▶ [Excerpt to read]
§
Monday, October 31, 2011

You May Leave if You Wish


It’s Time to go. On the way out of the hotel to meet Hapiz for my final trip into town, one of my sandals broke and I had to go back to my room to put on my shoes again. I have only worn closed shoes twice since here in India as well as on the set for the film. It is Time.

The concept of Liminality was coined by Arnold von Gennep in his 1909 book, “Rights of Passage.”

For Gennep, the liminal space was the most essential part of a passage from one stage to another. The initiate had to literally both physically and spiritually be removed from the normal status of life and thrown into an other “world,” in which he or she would endure a rite of passage, being made into a new person, and then re-integrated into society. The re-integration is crucial, for otherwise, an initiate can remain stuck in a terminal space of liminality, in perpetual limbo. Paralyzed from action.

Yesterday marked the nominal count of 7 billion people as the “official” census of the world’s population.

One in six of those people live in India. That is not a difficult concept for me to grasp having been here now for ten weeks. There are a lot of people.

India herself is in a liminal stage. The country is squarely between the First World of undeveloped and the Third World of “developed.” Like everything else in India, it takes the Second World to the extreme. There are many internal debates raging here. Is India the mythical, spiritual land of superstition and magic of ancient tribal religions, or is the next stop on the IT Superhighway? The answer is “Mu.” Neither and both at the same time.

Mu is a Japanese term for “no, but not no.” A negation and a negation of that negation at the same time, an infinite loop of negation, rendering the question null and void. India is a land that just took on F-1 with a new multi-million dollar race circuit while half the population is below the world poverty line. India is the land of Temples gopalums and Supercomputer towers. It is Bollywood millionaires and the slumdogs of Mumbai. Perhaps you saw that just this past week, a real “slumdog” won India’s millionaire show, a coincidence that is so common in India that they can no longer be called coincidences.

In the universities, protests are springing up all over India with manifestations against and for dress codes, keeping castes separate or breaking them down, racial profiling against non-vegetarians and Hindus, language divisions and barriers. In one major university in Delhi, book banning of “blasphemous” books has begun, sparking outrage and support at the same time.

In Forester’s “A Passage to India,” he divides the books into sections showing the intricate fabric of India’s major religions: Muslim, Hindu, Buddhist, and Jain, and their even further convolution with Christianity and Western beliefs and customs. India is all of this and much, much more.

It has the largest Identity Crisis of any country I have ever seen, and yet, simultaneously, I have never been in a country that was so certain of who it is. India knows that it is India. Make no mistake about that.

India is hyper-progressive, ultra-conservative, eternally stuck in the past, but with greater visions for the future than the rest of the world. It is the most complex and challenging place I can imagine being in.

It has challenged me. It has humbled me beyond measure and words. It has stripped me down of prejudices and preconceptions that serve no purpose.
§
▶ [Excerpted records]
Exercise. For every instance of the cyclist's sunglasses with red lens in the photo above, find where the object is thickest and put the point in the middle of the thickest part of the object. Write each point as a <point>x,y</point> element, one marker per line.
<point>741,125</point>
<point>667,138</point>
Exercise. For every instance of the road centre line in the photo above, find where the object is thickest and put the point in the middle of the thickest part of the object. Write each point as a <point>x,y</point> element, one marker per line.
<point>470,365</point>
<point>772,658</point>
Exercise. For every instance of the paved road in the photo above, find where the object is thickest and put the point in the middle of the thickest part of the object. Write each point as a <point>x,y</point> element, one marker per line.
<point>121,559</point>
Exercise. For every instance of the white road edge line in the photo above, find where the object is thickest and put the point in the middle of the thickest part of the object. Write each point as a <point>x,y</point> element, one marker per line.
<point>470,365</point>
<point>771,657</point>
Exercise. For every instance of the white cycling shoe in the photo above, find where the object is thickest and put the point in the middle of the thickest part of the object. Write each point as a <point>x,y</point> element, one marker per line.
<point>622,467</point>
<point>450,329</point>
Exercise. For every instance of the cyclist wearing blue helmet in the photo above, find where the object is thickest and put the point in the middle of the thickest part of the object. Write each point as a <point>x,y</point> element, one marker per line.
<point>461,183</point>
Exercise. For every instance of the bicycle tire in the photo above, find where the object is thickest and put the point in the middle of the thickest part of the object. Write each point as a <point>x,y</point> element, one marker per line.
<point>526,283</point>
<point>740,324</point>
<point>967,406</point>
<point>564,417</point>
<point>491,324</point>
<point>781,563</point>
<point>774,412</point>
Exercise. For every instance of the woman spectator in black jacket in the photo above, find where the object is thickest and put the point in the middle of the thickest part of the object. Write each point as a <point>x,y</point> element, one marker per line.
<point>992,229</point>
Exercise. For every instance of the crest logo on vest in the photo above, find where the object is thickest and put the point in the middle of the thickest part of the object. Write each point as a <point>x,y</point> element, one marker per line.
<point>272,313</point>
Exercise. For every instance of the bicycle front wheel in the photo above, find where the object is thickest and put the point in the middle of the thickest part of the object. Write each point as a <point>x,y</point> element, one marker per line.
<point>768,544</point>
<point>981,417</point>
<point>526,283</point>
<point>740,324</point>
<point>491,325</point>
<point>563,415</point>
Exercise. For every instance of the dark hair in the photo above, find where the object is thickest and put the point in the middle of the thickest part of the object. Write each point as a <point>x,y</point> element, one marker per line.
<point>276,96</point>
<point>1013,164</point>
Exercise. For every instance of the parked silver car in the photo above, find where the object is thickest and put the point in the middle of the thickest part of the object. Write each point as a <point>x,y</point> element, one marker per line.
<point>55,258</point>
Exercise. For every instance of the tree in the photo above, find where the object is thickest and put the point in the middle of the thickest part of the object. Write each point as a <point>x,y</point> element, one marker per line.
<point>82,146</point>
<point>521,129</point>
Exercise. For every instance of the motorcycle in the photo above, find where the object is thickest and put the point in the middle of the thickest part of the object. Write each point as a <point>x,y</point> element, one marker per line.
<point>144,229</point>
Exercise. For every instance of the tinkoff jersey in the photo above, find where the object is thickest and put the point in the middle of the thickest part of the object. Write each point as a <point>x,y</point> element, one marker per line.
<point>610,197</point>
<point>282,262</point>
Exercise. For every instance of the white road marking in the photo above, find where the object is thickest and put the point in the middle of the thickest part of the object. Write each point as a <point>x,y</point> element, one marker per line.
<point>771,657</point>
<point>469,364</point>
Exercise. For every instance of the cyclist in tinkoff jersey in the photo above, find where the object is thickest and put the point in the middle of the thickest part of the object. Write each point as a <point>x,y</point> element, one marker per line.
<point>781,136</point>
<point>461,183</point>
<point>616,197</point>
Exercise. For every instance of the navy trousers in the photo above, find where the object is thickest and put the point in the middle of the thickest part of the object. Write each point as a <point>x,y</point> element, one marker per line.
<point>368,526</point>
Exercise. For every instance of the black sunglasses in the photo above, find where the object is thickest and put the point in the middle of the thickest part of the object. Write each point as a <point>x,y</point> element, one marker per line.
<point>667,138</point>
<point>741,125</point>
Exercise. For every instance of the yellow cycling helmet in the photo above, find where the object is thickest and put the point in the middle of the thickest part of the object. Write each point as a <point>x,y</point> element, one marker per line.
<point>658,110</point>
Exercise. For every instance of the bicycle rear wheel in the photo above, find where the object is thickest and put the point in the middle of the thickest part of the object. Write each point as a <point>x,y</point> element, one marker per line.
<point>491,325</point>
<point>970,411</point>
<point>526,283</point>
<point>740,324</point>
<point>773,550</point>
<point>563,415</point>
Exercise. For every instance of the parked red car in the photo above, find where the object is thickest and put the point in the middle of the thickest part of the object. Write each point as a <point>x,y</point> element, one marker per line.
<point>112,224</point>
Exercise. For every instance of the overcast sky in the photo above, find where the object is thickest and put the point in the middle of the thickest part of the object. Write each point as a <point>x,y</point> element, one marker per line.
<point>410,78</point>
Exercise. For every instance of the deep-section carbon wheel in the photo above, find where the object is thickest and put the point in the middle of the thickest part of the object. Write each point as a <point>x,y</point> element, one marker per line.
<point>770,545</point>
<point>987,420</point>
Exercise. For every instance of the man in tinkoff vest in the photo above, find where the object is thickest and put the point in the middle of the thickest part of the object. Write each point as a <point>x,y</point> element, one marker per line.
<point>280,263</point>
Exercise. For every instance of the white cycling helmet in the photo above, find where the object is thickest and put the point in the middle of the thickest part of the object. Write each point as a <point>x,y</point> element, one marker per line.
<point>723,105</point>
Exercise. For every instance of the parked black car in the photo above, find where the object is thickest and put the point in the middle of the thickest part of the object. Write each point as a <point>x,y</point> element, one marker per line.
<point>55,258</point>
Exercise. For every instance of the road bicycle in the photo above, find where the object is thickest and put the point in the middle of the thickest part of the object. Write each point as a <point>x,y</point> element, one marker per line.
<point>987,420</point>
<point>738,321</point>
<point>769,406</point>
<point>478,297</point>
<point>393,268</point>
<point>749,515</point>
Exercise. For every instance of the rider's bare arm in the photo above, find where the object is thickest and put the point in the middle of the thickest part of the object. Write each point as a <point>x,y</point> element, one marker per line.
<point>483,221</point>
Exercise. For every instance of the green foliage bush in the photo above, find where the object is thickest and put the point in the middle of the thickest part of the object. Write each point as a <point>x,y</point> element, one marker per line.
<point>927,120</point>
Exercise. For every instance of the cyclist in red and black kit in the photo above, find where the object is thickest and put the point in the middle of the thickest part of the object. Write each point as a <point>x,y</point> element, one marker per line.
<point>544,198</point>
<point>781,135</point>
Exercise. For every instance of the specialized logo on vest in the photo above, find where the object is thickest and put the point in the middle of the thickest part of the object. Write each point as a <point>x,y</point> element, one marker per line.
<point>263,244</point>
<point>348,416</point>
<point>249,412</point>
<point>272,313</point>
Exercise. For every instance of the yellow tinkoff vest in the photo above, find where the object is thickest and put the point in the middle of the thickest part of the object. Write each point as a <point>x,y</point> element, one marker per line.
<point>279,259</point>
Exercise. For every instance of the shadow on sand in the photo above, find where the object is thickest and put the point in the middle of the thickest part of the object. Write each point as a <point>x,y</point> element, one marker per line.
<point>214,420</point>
§
▶ [Work to be completed] Transcribe the stretch of the India travel post above from "India herself is" through "both at the same time.", keeping every word and punctuation mark unchanged.

▶ [Solution for this exercise]
India herself is in a liminal stage. The country is squarely between the First World of undeveloped and the Third World of “developed.” Like everything else in India, it takes the Second World to the extreme. There are many internal debates raging here. Is India the mythical, spiritual land of superstition and magic of ancient tribal religions, or is the next stop on the IT Superhighway? The answer is “Mu.” Neither and both at the same time.